ИСХОДНЫЙ ТЕКСТ:
• • • •
Второе наблюдение представляется в высшей степени точным, пусть временная перспектива, о которой говорит Веселовский, и относится к весьма далекому будущему. Дело в том, что сближение мотивов, форм и композиционных структур может происходить и происходит не только благодаря действию исторических факторов, но и в силу изменений, происходящих в интерпретации и семантизации произведений литературы и искусства, когда на первый план начинают выступать все более общие абстрактные моменты структуры и сигнификации. Достаточно было одной замечательной работы 1928 года Владимира Яковлевича Проппа «Морфология сказки» (см. далее), написанной под прямым влиянием теории мотивов и сюжетов Веселовского, чтобы самые различные и друг на друга непохожие содержательные фигуры литературного повествования вдруг сблизились, «слились» с функциональной точки зрения в самых разных произведениях и повествовательных жанрах. Так, орел, переносящий героя на себе из подземного царства в мир людей в волшебной сказке «Три царства – медное, серебряное и золотое» (Афанасьев, 128–130), оказывается функционально сходным с Пугачевым из «Капитанской дочки» Пушкина, выводящим героя на твердую дорогу. Оба выполняют роль так называемого (по Проппу) «помощного зверя». Более того, оказывается, что такого рода повествовательные функции и приемы характеризуют, по сути дела, любые нарративы, как показали работы, в частности, французских семиологов Альгирдаса Греймаса и Клода Бремона в 1960–70-е годы.
Что касается того, что литераторы и литературоведы всегда находятся внутри («в лоне», «в тисках»…) традиции, то здесь надо сделать несколько замечаний.
• • • •
(Записи разметки областей)
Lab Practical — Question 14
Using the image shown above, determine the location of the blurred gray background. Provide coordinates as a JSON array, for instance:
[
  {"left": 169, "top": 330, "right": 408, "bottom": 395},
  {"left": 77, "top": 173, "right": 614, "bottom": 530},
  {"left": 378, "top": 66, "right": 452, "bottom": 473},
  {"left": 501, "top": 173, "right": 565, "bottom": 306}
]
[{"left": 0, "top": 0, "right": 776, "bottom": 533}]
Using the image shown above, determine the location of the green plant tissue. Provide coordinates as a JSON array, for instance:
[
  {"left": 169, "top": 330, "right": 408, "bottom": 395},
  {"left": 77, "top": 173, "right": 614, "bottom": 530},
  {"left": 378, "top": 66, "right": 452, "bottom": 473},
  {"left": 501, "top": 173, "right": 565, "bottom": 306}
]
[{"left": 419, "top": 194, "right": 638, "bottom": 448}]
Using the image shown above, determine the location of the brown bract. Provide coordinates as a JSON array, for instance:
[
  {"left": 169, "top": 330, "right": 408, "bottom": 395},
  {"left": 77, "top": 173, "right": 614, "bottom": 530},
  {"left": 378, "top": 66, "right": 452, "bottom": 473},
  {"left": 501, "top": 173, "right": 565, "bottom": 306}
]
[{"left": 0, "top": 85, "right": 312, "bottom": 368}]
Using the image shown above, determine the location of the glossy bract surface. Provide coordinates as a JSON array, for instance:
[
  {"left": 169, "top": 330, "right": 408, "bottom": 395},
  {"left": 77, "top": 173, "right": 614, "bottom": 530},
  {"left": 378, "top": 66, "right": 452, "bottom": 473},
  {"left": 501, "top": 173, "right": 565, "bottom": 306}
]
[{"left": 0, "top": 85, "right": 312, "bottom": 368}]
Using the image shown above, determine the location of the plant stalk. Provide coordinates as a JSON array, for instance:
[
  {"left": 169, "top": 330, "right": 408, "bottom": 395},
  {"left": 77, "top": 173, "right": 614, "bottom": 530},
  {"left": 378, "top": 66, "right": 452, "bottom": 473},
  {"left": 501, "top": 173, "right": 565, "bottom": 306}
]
• • • •
ЗАДАНИЕ 1: Отредактируйте кусок текста о теории мотивов от слов «Что касается того, что» до слов «сделать несколько замечаний.»: перепишите его, заменив «литературоведы» на «критики».
ЗАДАНИЕ 2: Выпишите все фамилии людей, которые упоминаются в тексте о теории мотивов.
Опирайтесь только на исходный текст.

РЕШЕНИЕ 1:
Что касается того, что литераторы и критики всегда находятся внутри («в лоне», «в тисках»…) традиции, то здесь надо сделать несколько замечаний.

РЕШЕНИЕ 2: Веселовский, Пропп, Афанасьев, Пугачев, Пушкин, Греймас, Бремон